[Extracted data entries]

========

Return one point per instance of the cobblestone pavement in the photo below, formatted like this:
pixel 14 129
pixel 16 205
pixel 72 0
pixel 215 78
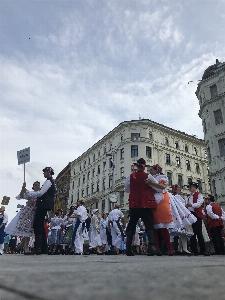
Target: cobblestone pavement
pixel 111 277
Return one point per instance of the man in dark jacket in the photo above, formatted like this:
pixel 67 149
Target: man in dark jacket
pixel 44 203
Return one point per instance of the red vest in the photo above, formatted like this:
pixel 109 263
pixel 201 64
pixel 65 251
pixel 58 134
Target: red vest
pixel 198 211
pixel 218 211
pixel 141 195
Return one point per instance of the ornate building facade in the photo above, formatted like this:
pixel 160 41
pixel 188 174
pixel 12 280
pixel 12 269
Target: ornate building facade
pixel 63 186
pixel 211 96
pixel 95 177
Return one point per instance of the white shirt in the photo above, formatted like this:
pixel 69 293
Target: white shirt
pixel 82 213
pixel 199 202
pixel 212 215
pixel 115 215
pixel 127 183
pixel 46 186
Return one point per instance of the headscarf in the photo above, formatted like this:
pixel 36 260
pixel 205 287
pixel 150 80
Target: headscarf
pixel 157 168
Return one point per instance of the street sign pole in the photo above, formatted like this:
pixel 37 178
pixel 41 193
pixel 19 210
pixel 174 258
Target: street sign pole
pixel 23 157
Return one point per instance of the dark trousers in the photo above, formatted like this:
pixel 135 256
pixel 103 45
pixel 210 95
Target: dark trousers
pixel 39 218
pixel 197 229
pixel 216 234
pixel 145 214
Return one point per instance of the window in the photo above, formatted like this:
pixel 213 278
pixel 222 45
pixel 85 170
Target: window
pixel 178 162
pixel 99 169
pixel 103 184
pixel 199 185
pixel 218 116
pixel 167 159
pixel 189 180
pixel 209 153
pixel 135 136
pixel 103 206
pixel 222 146
pixel 122 172
pixel 148 152
pixel 188 165
pixel 134 151
pixel 122 153
pixel 204 126
pixel 110 180
pixel 97 187
pixel 213 91
pixel 197 168
pixel 121 197
pixel 169 175
pixel 196 151
pixel 180 180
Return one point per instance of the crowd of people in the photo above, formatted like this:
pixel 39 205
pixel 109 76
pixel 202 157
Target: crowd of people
pixel 159 222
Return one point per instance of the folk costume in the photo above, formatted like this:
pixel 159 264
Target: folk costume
pixel 3 222
pixel 95 232
pixel 196 200
pixel 141 205
pixel 215 218
pixel 114 219
pixel 44 203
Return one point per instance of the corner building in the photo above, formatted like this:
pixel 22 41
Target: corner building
pixel 181 156
pixel 211 95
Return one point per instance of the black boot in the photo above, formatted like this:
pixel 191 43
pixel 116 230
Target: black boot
pixel 152 250
pixel 129 239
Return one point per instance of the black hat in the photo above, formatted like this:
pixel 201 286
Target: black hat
pixel 141 161
pixel 49 170
pixel 195 184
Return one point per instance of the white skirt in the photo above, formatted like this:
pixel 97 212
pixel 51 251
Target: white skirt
pixel 95 238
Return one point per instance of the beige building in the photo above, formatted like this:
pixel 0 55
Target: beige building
pixel 181 156
pixel 211 95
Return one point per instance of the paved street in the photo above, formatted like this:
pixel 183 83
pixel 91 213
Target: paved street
pixel 111 277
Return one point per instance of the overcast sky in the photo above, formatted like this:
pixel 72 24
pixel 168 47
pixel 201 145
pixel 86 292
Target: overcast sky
pixel 71 71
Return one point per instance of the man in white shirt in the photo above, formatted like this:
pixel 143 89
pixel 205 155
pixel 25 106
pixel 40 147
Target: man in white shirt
pixel 3 222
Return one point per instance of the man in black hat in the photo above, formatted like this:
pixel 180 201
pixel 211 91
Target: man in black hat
pixel 45 202
pixel 195 201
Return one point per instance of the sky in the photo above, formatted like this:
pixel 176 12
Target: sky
pixel 71 71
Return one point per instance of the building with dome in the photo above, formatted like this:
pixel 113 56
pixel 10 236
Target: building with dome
pixel 211 95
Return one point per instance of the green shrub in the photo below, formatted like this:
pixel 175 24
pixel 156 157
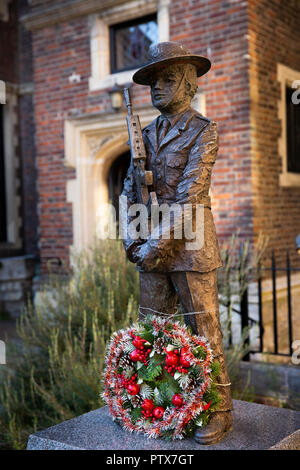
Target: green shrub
pixel 53 371
pixel 54 367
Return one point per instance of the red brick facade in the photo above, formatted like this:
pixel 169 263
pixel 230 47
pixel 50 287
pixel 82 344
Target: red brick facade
pixel 274 29
pixel 239 38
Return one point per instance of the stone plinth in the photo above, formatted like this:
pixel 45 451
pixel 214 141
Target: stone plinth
pixel 254 427
pixel 16 275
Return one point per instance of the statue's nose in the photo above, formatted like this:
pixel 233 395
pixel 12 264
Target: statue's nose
pixel 157 85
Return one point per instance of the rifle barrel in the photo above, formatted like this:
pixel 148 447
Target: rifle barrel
pixel 128 101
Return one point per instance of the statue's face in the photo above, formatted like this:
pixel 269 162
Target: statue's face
pixel 167 91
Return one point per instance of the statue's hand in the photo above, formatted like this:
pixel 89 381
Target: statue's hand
pixel 131 251
pixel 146 258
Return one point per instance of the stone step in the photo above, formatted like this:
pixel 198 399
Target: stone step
pixel 255 427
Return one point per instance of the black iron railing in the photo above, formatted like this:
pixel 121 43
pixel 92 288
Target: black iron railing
pixel 246 321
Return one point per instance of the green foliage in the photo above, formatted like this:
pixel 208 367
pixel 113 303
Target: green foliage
pixel 199 352
pixel 154 369
pixel 53 373
pixel 215 369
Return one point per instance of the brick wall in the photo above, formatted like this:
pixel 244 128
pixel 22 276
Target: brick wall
pixel 218 29
pixel 274 28
pixel 208 27
pixel 27 138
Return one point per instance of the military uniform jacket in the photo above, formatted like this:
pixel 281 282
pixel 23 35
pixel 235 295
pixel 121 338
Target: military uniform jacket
pixel 182 165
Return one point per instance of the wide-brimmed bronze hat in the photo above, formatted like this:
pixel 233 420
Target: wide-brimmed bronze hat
pixel 165 53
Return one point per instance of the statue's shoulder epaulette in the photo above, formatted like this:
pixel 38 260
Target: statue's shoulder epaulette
pixel 202 118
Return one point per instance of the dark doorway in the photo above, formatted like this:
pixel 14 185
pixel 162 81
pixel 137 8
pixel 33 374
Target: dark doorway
pixel 116 176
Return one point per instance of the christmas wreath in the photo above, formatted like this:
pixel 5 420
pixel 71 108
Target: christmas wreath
pixel 160 379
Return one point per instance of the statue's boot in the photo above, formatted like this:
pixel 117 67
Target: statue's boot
pixel 220 423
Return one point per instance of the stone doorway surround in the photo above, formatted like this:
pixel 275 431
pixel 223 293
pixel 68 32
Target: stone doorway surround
pixel 92 143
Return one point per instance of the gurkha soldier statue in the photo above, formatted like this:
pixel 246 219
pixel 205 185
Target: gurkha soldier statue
pixel 180 150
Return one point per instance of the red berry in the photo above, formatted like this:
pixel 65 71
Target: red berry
pixel 172 359
pixel 184 361
pixel 177 400
pixel 133 389
pixel 158 412
pixel 138 342
pixel 148 405
pixel 135 355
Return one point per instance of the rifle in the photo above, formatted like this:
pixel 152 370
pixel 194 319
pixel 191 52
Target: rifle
pixel 142 177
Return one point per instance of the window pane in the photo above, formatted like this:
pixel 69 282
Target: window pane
pixel 293 132
pixel 2 180
pixel 130 43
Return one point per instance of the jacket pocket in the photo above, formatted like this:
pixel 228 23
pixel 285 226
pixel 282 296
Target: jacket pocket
pixel 175 164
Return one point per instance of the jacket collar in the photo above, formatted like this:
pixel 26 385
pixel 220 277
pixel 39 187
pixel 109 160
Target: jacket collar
pixel 179 127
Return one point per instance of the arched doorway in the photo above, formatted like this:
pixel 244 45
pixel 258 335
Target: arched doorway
pixel 115 178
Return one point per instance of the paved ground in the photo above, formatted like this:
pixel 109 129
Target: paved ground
pixel 254 427
pixel 7 329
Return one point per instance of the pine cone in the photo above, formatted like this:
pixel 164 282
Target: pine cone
pixel 192 384
pixel 159 345
pixel 136 401
pixel 125 362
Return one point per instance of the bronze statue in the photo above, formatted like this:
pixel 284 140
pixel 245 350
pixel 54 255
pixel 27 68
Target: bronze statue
pixel 181 148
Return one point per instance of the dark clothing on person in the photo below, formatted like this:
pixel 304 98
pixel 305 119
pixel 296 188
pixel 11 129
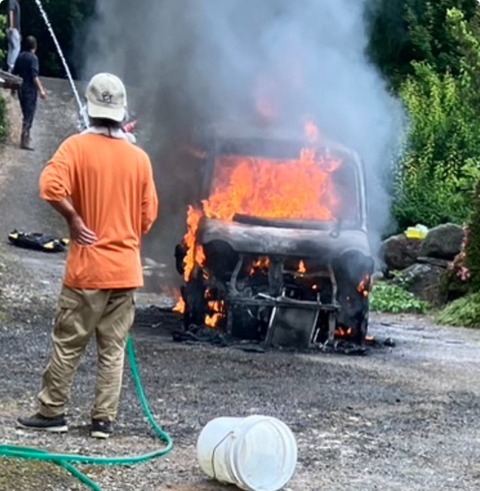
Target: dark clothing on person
pixel 27 67
pixel 28 104
pixel 14 6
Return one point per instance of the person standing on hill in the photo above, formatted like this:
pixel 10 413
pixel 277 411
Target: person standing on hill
pixel 13 33
pixel 27 67
pixel 103 186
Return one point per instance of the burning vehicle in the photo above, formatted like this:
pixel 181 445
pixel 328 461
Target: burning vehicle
pixel 276 248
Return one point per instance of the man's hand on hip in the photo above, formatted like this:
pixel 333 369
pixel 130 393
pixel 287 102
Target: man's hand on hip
pixel 80 233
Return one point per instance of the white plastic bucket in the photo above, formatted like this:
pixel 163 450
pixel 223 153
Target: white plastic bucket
pixel 258 453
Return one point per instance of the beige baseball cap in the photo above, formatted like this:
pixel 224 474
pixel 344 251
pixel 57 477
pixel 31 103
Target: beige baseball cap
pixel 106 97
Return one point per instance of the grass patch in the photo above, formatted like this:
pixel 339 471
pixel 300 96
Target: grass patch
pixel 3 119
pixel 394 299
pixel 463 312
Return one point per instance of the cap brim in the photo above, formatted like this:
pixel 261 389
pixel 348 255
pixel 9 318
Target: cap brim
pixel 97 111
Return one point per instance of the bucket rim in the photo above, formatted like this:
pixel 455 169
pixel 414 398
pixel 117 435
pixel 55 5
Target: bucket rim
pixel 289 449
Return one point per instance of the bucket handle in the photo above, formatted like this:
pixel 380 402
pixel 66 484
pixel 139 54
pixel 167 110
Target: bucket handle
pixel 216 448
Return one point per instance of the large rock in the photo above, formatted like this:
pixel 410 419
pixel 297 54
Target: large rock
pixel 443 242
pixel 399 252
pixel 425 281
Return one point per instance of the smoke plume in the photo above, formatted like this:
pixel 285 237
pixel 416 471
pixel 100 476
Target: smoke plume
pixel 194 62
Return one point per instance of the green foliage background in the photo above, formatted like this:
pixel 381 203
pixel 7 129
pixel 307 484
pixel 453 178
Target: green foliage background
pixel 69 19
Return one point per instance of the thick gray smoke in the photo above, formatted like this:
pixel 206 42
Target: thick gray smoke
pixel 193 62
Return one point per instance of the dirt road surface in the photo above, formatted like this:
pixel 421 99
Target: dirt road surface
pixel 404 418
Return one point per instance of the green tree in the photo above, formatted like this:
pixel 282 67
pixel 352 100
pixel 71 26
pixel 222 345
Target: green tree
pixel 437 174
pixel 69 19
pixel 406 31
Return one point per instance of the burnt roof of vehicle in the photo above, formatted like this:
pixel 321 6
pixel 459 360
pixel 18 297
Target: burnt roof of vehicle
pixel 229 133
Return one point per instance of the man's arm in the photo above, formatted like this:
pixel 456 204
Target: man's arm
pixel 56 186
pixel 40 88
pixel 36 78
pixel 79 232
pixel 149 201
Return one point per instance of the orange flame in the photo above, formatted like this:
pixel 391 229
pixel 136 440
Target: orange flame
pixel 364 286
pixel 194 252
pixel 259 264
pixel 299 189
pixel 180 307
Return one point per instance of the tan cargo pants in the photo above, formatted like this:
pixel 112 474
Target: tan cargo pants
pixel 106 314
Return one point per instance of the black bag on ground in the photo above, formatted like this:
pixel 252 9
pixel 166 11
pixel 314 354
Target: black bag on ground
pixel 37 241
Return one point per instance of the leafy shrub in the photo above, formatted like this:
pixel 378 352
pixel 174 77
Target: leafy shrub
pixel 463 312
pixel 436 177
pixel 394 299
pixel 473 245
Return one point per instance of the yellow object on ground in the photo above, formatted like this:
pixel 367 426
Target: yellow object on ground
pixel 418 232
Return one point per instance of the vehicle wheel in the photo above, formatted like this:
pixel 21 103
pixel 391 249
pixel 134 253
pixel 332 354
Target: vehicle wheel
pixel 193 294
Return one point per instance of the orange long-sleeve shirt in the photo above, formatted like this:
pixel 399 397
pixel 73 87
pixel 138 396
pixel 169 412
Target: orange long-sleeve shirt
pixel 110 184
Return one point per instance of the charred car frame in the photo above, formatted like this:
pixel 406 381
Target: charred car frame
pixel 286 282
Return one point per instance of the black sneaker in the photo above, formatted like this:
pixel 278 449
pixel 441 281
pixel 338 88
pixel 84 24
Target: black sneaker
pixel 101 428
pixel 41 423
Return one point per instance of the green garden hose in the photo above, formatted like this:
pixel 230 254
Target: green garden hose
pixel 66 460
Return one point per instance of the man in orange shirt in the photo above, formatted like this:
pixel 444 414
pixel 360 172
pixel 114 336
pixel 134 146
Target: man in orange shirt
pixel 103 185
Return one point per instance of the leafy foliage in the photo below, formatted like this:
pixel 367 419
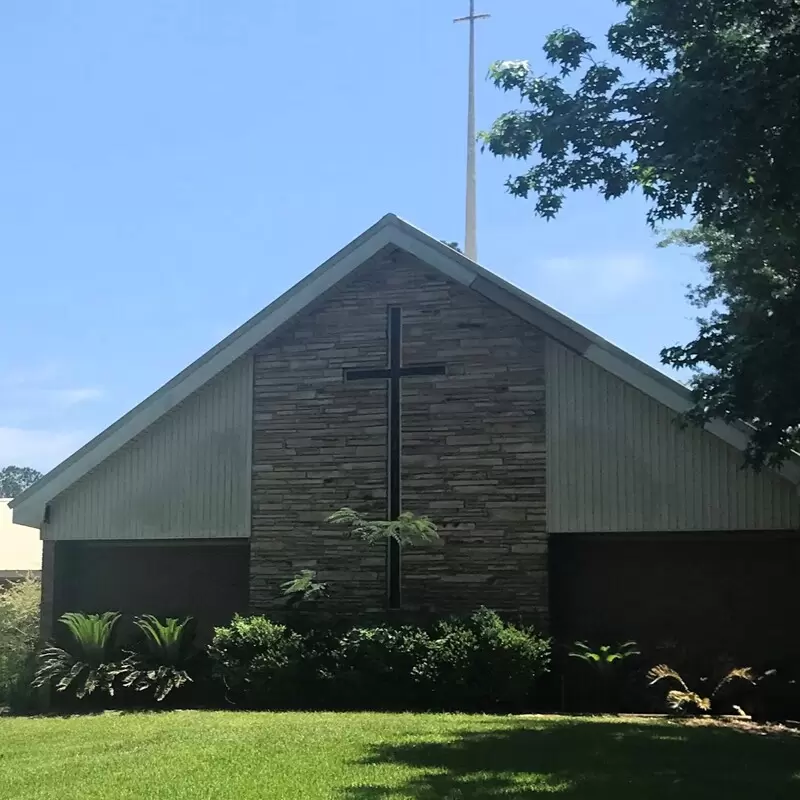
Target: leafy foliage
pixel 88 664
pixel 708 132
pixel 478 662
pixel 683 699
pixel 750 332
pixel 258 661
pixel 19 631
pixel 605 656
pixel 304 588
pixel 407 529
pixel 162 666
pixel 15 480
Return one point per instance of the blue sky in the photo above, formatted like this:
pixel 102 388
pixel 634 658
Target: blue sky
pixel 169 168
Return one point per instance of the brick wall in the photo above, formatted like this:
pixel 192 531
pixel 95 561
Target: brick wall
pixel 473 446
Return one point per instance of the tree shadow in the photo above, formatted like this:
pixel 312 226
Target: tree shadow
pixel 582 759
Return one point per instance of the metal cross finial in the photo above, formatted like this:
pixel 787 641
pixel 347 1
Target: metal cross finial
pixel 471 235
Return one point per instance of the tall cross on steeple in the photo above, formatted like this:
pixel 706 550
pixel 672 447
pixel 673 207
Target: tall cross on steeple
pixel 471 233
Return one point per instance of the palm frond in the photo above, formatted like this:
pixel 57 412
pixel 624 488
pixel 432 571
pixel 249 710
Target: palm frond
pixel 664 672
pixel 736 674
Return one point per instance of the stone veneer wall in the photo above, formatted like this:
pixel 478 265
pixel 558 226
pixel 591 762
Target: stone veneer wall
pixel 473 446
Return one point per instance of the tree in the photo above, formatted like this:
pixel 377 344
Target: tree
pixel 15 480
pixel 708 130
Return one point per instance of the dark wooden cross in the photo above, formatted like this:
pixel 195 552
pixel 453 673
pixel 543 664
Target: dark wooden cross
pixel 394 373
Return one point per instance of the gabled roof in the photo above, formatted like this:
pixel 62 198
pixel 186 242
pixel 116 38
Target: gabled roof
pixel 20 547
pixel 29 507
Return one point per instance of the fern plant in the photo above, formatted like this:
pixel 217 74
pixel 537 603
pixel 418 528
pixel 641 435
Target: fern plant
pixel 683 699
pixel 87 664
pixel 162 665
pixel 408 529
pixel 304 588
pixel 606 656
pixel 605 661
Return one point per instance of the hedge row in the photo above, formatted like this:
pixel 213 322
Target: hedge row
pixel 477 663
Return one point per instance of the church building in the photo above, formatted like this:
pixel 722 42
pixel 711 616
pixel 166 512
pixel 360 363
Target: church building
pixel 401 376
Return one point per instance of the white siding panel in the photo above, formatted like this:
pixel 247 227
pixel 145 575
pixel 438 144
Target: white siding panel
pixel 186 476
pixel 617 461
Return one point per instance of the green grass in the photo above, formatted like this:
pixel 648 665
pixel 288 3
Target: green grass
pixel 239 756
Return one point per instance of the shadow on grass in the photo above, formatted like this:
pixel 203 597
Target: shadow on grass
pixel 593 759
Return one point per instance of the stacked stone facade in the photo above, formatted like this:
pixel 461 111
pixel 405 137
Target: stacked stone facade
pixel 473 446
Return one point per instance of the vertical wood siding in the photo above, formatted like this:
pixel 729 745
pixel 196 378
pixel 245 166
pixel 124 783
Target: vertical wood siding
pixel 617 461
pixel 187 476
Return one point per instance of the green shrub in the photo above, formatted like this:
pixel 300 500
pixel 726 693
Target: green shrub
pixel 87 664
pixel 484 663
pixel 258 661
pixel 476 663
pixel 382 667
pixel 162 662
pixel 19 632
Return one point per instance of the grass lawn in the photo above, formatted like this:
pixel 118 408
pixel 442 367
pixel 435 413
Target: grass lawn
pixel 239 756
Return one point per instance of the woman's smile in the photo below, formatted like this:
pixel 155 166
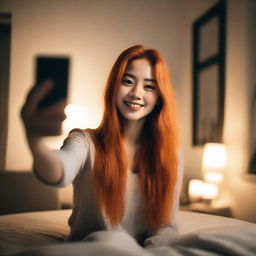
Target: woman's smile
pixel 133 106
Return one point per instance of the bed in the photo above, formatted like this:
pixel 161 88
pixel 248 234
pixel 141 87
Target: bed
pixel 44 233
pixel 33 223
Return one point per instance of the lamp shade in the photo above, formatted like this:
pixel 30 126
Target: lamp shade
pixel 214 157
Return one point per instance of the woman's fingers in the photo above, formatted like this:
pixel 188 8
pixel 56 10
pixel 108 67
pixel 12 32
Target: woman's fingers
pixel 46 121
pixel 37 93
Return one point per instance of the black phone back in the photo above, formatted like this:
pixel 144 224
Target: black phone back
pixel 57 69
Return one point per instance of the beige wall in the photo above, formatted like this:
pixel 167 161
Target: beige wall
pixel 94 33
pixel 239 188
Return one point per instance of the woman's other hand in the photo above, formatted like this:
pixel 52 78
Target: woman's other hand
pixel 46 121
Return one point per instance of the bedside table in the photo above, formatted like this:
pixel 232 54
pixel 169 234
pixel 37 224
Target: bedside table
pixel 202 207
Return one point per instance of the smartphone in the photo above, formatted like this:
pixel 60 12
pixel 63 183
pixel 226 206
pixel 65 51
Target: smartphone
pixel 57 69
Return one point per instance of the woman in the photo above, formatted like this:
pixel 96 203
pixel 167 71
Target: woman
pixel 124 173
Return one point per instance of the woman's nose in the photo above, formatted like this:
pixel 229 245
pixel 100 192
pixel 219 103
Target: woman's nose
pixel 136 91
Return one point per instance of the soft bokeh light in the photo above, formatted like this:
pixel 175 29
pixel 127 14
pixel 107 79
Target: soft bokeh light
pixel 195 190
pixel 210 191
pixel 214 156
pixel 214 177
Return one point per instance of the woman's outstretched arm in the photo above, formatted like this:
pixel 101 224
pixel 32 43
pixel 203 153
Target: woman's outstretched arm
pixel 40 123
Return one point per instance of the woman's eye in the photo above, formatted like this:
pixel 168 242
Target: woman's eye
pixel 149 87
pixel 127 81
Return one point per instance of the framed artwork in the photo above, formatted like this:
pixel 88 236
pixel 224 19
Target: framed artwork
pixel 209 75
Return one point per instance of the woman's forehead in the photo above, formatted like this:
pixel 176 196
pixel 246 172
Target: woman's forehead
pixel 140 67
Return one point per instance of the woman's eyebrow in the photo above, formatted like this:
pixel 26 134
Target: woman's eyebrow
pixel 146 79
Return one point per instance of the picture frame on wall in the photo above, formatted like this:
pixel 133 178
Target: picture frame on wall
pixel 209 75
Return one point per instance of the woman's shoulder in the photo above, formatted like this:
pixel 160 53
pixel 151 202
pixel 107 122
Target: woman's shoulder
pixel 79 134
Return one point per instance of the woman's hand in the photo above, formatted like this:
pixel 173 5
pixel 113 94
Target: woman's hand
pixel 46 121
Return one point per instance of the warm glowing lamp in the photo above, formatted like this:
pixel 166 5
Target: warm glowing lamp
pixel 214 161
pixel 195 190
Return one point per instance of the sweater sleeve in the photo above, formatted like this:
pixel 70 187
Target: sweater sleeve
pixel 72 155
pixel 169 233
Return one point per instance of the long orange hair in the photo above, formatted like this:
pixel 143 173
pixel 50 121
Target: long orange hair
pixel 156 160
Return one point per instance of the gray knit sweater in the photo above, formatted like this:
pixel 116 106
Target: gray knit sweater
pixel 77 156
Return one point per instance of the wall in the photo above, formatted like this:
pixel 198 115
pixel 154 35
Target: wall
pixel 238 189
pixel 93 33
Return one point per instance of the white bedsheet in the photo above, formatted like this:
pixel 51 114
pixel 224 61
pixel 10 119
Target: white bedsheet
pixel 42 233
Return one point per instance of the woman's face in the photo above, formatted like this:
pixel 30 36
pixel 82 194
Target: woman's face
pixel 138 92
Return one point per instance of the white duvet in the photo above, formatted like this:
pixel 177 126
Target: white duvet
pixel 110 243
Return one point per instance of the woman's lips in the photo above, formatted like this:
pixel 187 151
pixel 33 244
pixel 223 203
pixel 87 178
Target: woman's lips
pixel 133 106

========

### Task description
Only the lines from the one containing "Return one point per instance of the sweater" through the end of the records above belong in the output, each exactly as it stands, both ends included.

### Response
Return one point per instance of the sweater sleeve in the photo above, formatted like this:
pixel 70 187
Target: sweater sleeve
pixel 72 155
pixel 169 233
Return one point per instance of the long orange hair in the photo above, formatted like this:
pixel 143 173
pixel 50 121
Target: long orange hair
pixel 156 160
Return one point per instance of the gray knit sweater in the photo above, formatted like this:
pixel 116 106
Target: gray knit sweater
pixel 77 156
Return one point per instance of the wall in the photo above, formatted like this:
pixel 198 115
pixel 154 35
Target: wall
pixel 238 189
pixel 93 33
Return one point per instance of the white bedsheet in the photo above, formatted like this:
pixel 51 114
pixel 224 61
pixel 10 119
Target: white bedsheet
pixel 42 233
Return one point per instance of the woman's face in the photo above, formatted like this:
pixel 30 36
pixel 82 194
Target: woman's face
pixel 138 92
Return one point per instance of the white duvet in the photo above, formatted like this:
pixel 177 126
Target: white duvet
pixel 110 243
Return one point per instance of the woman's lips in the photo above, formatted like this:
pixel 187 151
pixel 33 244
pixel 223 203
pixel 87 178
Target: woman's lips
pixel 133 106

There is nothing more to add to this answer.